═══ Passage provided ═══

Fighting for Cheaper 4G  

Posted by 3g frequency in

When 3G services were introduced, big mobile phone companies had
to pay around £100bn which made the launch of 3G harder.

Now when all the major leading mobile phone companies are
preparing for the launch of the next generation of fast wireless
broadband, the same bill issue might occur.

This is the reason for which six of the world's leading mobile
phone companies have joined their powers to take the steps to
avoid a repeat bill of such amount. The companies intend to
lobby governments, regulators and the rest of the industry to
make sure that the next generation of fast wireless broadband
which is called 4G, is not as expensive to introduce as its
predecessor.

The idea is that the mobile phone industry looks to broadband
internet access as a new way to make money. O2, owned by
Telefonica, bought the residential internet service provider Be
Broadband, a move that will allow O2 to offer converged mobile
and fixed-line services.

Most players in the industry think that the future is mobile
broadband and believe that "the convergence strategy seems to be
a defensive strategy as the major mobile phone companies are
scared that the fixed-line operators are coming after their
business." (Jim Hyde, head of T-Mobile's UK business).

BT seems to be on the side of converged mobile and fixed-line
phone services and offered a package with interactive TV,
videophoning and other integrated home media services including
video on demand, voice-over-internet phone calls and wireless
broadband.

═══

Written problem: Repeat word for word the part of the post on cheaper 4G that starts with the words containing "Now when all" and ends with "issue might occur.". You won't need the listing that comes next.

═══ Information provided ═══

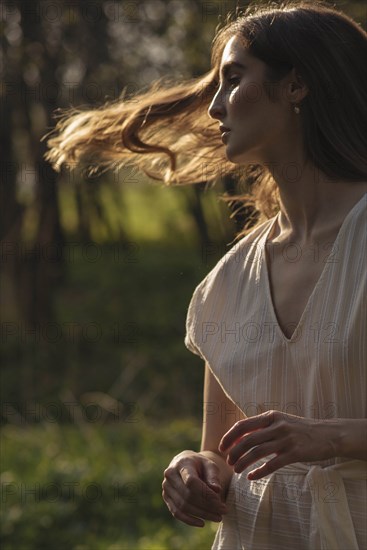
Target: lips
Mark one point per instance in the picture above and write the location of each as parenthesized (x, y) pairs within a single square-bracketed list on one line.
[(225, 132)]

═══

Solution to the problem:
Now when all the major leading mobile phone companies are
preparing for the launch of the next generation of fast wireless
broadband, the same bill issue might occur.